● **THE EXERCISE**
Copy all of the following records line for line, changing nothing.

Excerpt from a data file
◇ ◇ ◇ ◇ ◇

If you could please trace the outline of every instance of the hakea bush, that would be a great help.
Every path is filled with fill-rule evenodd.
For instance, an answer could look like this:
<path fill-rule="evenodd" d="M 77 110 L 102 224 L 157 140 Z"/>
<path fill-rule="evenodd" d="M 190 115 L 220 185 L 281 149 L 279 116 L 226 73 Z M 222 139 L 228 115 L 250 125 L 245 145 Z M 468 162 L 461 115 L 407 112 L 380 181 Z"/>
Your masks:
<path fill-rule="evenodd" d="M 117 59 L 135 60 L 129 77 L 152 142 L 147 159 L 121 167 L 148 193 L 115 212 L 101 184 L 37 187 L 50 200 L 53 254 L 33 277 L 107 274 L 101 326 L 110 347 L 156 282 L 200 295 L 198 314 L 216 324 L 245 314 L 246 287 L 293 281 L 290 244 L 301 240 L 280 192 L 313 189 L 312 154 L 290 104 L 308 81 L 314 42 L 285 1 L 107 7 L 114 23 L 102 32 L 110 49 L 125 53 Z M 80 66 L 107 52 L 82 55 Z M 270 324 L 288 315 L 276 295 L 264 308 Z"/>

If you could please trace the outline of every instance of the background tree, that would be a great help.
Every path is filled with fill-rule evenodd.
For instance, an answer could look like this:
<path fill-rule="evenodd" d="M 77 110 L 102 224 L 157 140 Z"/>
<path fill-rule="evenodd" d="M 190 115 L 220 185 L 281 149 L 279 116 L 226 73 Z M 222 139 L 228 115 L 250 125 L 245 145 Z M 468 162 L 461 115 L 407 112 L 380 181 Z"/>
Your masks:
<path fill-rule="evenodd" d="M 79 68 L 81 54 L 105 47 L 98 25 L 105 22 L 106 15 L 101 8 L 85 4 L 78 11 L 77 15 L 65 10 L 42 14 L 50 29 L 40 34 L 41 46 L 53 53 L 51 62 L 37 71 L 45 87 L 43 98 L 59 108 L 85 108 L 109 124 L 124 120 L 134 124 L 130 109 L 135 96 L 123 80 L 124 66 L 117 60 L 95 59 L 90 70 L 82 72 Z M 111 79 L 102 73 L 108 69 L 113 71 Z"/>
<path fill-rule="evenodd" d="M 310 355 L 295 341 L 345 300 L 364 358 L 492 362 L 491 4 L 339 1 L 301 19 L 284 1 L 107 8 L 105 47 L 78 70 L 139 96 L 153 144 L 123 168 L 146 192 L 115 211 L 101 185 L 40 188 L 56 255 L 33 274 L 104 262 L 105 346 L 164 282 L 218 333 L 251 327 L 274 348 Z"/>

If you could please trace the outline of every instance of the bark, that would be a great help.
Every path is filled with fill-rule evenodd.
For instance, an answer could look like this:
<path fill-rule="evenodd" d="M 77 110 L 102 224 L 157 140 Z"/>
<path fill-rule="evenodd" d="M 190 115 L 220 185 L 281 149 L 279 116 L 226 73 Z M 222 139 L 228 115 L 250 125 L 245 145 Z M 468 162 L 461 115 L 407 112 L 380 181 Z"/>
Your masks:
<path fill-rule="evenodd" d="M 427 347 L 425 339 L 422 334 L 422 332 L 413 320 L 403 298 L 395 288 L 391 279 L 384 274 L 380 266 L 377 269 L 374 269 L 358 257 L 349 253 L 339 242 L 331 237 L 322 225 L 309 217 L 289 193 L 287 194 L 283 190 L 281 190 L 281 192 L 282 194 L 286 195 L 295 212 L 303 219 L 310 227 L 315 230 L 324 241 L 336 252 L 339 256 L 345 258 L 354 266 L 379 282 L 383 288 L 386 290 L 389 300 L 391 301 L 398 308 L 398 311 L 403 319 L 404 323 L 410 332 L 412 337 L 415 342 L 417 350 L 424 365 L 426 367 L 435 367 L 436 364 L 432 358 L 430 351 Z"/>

◇ ◇ ◇ ◇ ◇

● **EXERCISE ANSWER**
If you could please trace the outline of every instance of the hakea bush, that would be a great help.
Every path is filled with fill-rule evenodd.
For instance, an answer could look like this:
<path fill-rule="evenodd" d="M 77 110 L 102 224 L 157 140 Z"/>
<path fill-rule="evenodd" d="M 190 115 L 220 185 L 281 149 L 279 116 L 226 73 Z M 222 139 L 228 115 L 250 125 L 245 145 Z M 468 162 L 461 115 L 407 112 L 380 181 Z"/>
Your masks:
<path fill-rule="evenodd" d="M 117 59 L 135 60 L 129 77 L 152 142 L 147 159 L 121 167 L 148 193 L 115 212 L 101 184 L 37 187 L 50 200 L 53 254 L 33 277 L 107 274 L 101 326 L 110 347 L 156 282 L 200 295 L 198 314 L 216 324 L 245 314 L 246 287 L 293 281 L 290 244 L 301 240 L 280 192 L 313 189 L 312 154 L 290 104 L 308 81 L 314 42 L 285 1 L 107 7 L 114 23 L 102 32 L 110 49 L 125 53 Z M 80 66 L 107 52 L 82 55 Z M 270 324 L 288 315 L 276 295 L 264 308 Z"/>

If you could please trace the outline of every instance of the background tree, that would be a great help.
Every path is filled with fill-rule evenodd.
For instance, an answer could look like this:
<path fill-rule="evenodd" d="M 77 110 L 102 224 L 157 140 Z"/>
<path fill-rule="evenodd" d="M 190 115 L 220 185 L 281 149 L 279 116 L 226 73 Z M 222 139 L 228 115 L 250 125 L 245 145 Z M 468 162 L 461 115 L 407 112 L 380 181 Z"/>
Your masks:
<path fill-rule="evenodd" d="M 79 68 L 81 54 L 105 47 L 98 25 L 105 22 L 106 15 L 101 8 L 85 4 L 78 11 L 77 15 L 65 10 L 42 14 L 50 29 L 40 34 L 41 46 L 53 53 L 51 62 L 37 71 L 45 87 L 43 98 L 59 108 L 85 108 L 109 124 L 124 120 L 134 124 L 130 109 L 135 96 L 123 80 L 124 66 L 117 60 L 95 59 L 90 70 L 82 72 Z M 111 79 L 102 73 L 108 69 L 113 71 Z"/>
<path fill-rule="evenodd" d="M 310 355 L 295 341 L 345 300 L 364 358 L 492 362 L 491 4 L 339 1 L 301 19 L 284 1 L 107 8 L 105 47 L 78 70 L 139 96 L 153 144 L 123 168 L 146 192 L 115 211 L 101 185 L 40 188 L 56 255 L 33 274 L 104 262 L 105 346 L 164 282 L 218 333 L 251 327 L 274 348 Z"/>

If you could please trace the outline of every instance of the bark, that would be a great help.
Every path is filled with fill-rule evenodd.
For instance, an answer could look like this:
<path fill-rule="evenodd" d="M 77 110 L 102 224 L 157 140 Z"/>
<path fill-rule="evenodd" d="M 190 115 L 220 185 L 281 149 L 279 116 L 226 73 Z M 222 139 L 228 115 L 250 125 L 245 145 Z M 468 162 L 461 115 L 407 112 L 380 181 Z"/>
Your masks:
<path fill-rule="evenodd" d="M 427 347 L 425 339 L 422 334 L 422 332 L 413 320 L 403 298 L 395 288 L 391 279 L 384 274 L 380 266 L 377 269 L 374 269 L 358 257 L 349 253 L 339 242 L 331 237 L 322 225 L 309 217 L 289 193 L 287 194 L 283 190 L 281 190 L 281 192 L 282 194 L 286 195 L 295 212 L 303 219 L 310 227 L 315 230 L 324 241 L 336 252 L 339 256 L 345 258 L 354 266 L 379 282 L 383 288 L 386 290 L 389 300 L 391 301 L 398 308 L 398 311 L 403 319 L 404 323 L 410 332 L 412 337 L 415 342 L 417 350 L 424 365 L 426 367 L 435 367 L 436 364 L 432 358 L 430 351 Z"/>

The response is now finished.